EXERCISE TASK 1: Gather every line of the records that contains the word "blue".

PASSAGE PROVIDED:
↓↓↓

Below I will give an account of the anthropological theories underlying this study. Firstly, I will give an account on perspectives on ethnicity. Thereafter, I will narrow down the theme to a focus on food as an emblem of identity, and I will account for food used as a political language.
In 1969 Fredrik Barth wrote the introduction to Ethnic Groups and Boundaries. Therein his fundamental point is that ethnicity is the result of transactions between individuals, and that ethnicity thereby is a changeable process (Jenkins 2008:13). Barth (1969:11) underlines that culture is the result of interaction between people in an ethnic group instead of a characteristic of the ethnic group.
According to Barth (1969:14, 25) it is possible that individuals takes part in cultural practices or political systems of other groups, because ethnicity involves a code of organization to when, how, and against who the individuals should differentiate themselves. Barth (1969:15) focuses on the ethnic boundary, a social border, which presupposes that members of the ethnic group share a criterion of evaluation as well as an understanding of that their group is different from other groups. By selecting emblems that bring out the uniqueness of the group, the group keeps itself a distinct ethnic group (Barth 1995:6).
Richard Jenkins (2008:57) makes clear that it is necessary to draw more attention towards how other groups characterizes the group in question. Jenkins (2008:55) calls self-definition the ”internal definition”, and he calls the categorization the ”external definition”. Both happen collectively, but have potential to be incorporated in the self-definition of the individual. According to Jenkins (2008:76) identity is the result of a constant dialectical process between internal and external definitions.
One of Jenkins’s main points is (2008:62) that if the one who characterizes has authority to make the external definition of the ethnic group count, the individuals in the ethnic group will in the course of time take on the categorization by changing their self-image. That kind of influence, in which the group take on an external definition, he calls ” internalization” (2008: 74). Social identity is furthermore both nominal (the name) and virtual (the practical meaning or experience), and these two aspects can change independently (Jenkins 2008:58).
Since this study will focus on cassava as an ethnic emblem (cf. England 2006:166), Arjun Appadurai’s theories (1981; 1988) about the relationship between food and identity is relevant. Appadurai’s uses a semiotic approach to food, but believes that food only is part of the semiotic system, and that the system should be viewed from its specific context (Appadurai 1981:494-95). Appadurai’s perspective on food investigates the social meaning that is expressed through food and acts with food in the contexts in which he did research. He also investigates the social consequences the messages in the food creates (Appadurai 1981:495).
Appadurai (1988:7, 16) calls the ethnic stereotypes, that are based on food, and produced in a multi-ethnic contexts through interaction between members of the ethnic group and outsiders ”gastroethnic images”, and he mentions ethnic cookbooks as an example. The data of this study does not include cookbooks. Appadurai (1988:6), however, explains that the oral exchange of food customs come before cookbooks, and it is thereby possible to use his work on the Garinagu’s interactions with cassava. The text on Wabagaris webpage is furthermore similar to the ethnic portraits often found in ethnic cookbooks (cf. Appadurai 1988:16; Martinez 2013:3).

↑↑↑

DATA PROVIDED:
↓↓↓

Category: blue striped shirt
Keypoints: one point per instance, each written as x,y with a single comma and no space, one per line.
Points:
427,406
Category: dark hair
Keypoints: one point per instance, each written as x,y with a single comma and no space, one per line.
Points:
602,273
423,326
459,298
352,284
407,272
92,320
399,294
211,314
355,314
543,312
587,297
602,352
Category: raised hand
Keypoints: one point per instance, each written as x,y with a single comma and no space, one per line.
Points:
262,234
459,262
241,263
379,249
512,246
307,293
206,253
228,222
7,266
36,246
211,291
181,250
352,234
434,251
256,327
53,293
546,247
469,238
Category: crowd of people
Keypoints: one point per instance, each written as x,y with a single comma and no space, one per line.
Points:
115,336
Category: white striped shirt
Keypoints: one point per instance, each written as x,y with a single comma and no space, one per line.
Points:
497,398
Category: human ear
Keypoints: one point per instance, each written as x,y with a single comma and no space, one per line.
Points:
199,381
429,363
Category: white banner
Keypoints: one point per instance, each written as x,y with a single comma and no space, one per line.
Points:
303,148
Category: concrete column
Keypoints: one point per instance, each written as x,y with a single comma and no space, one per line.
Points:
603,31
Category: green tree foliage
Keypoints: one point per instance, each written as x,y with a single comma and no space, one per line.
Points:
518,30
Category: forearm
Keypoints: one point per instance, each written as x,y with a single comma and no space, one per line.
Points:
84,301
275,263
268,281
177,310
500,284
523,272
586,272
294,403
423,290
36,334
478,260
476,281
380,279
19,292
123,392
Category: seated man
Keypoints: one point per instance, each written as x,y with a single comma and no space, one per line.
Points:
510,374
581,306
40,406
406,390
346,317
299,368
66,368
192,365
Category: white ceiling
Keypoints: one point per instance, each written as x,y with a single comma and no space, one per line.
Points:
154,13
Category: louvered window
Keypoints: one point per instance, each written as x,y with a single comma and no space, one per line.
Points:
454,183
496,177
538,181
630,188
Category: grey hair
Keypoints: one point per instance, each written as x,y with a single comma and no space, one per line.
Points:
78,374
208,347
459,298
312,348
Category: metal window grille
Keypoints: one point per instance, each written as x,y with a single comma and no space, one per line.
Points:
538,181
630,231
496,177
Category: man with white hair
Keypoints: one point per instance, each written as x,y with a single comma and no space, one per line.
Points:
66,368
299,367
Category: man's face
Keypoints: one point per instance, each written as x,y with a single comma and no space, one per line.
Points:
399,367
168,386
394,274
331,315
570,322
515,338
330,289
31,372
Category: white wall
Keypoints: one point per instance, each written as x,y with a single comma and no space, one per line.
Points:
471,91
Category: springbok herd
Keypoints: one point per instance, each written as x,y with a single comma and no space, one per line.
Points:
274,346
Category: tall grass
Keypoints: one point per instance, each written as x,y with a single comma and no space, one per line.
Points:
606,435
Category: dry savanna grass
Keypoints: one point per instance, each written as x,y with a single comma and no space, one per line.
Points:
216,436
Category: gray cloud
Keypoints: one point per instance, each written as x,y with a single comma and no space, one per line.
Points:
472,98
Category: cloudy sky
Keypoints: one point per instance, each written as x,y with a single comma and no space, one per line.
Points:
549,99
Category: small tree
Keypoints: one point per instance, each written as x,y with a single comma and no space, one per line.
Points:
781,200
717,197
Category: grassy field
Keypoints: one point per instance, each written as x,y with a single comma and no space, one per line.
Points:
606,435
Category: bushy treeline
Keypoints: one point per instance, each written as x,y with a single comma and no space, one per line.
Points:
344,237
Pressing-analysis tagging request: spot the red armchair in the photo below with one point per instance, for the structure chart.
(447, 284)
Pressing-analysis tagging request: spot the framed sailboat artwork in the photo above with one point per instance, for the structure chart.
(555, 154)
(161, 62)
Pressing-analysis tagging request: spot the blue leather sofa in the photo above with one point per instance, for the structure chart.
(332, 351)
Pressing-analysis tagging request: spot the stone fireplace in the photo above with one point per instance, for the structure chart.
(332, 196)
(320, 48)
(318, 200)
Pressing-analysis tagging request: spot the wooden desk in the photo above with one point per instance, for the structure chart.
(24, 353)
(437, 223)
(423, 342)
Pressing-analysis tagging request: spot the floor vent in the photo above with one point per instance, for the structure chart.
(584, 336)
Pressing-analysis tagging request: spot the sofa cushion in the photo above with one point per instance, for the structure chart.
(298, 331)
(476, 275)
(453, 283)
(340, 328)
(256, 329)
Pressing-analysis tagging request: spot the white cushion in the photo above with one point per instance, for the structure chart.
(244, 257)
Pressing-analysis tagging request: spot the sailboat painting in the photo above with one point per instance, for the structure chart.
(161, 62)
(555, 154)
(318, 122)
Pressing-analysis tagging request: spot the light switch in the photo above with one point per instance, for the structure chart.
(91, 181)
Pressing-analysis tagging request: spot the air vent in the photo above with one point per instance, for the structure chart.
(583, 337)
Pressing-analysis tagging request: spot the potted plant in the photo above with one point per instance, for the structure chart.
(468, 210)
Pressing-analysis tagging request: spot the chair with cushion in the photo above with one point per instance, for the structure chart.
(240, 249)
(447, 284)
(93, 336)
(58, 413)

↑↑↑

EXERCISE TASK 2: In the passage on ethnicity and food, list every term that appears inside quotation marks.

FULL OUTPUT 1:
Category: blue striped shirt
Pressing-analysis tagging request: spot the blue leather sofa in the photo above with one point per instance, for the structure chart.

FULL OUTPUT 2:
- internal definition
- external definition
- internalization
- gastroethnic images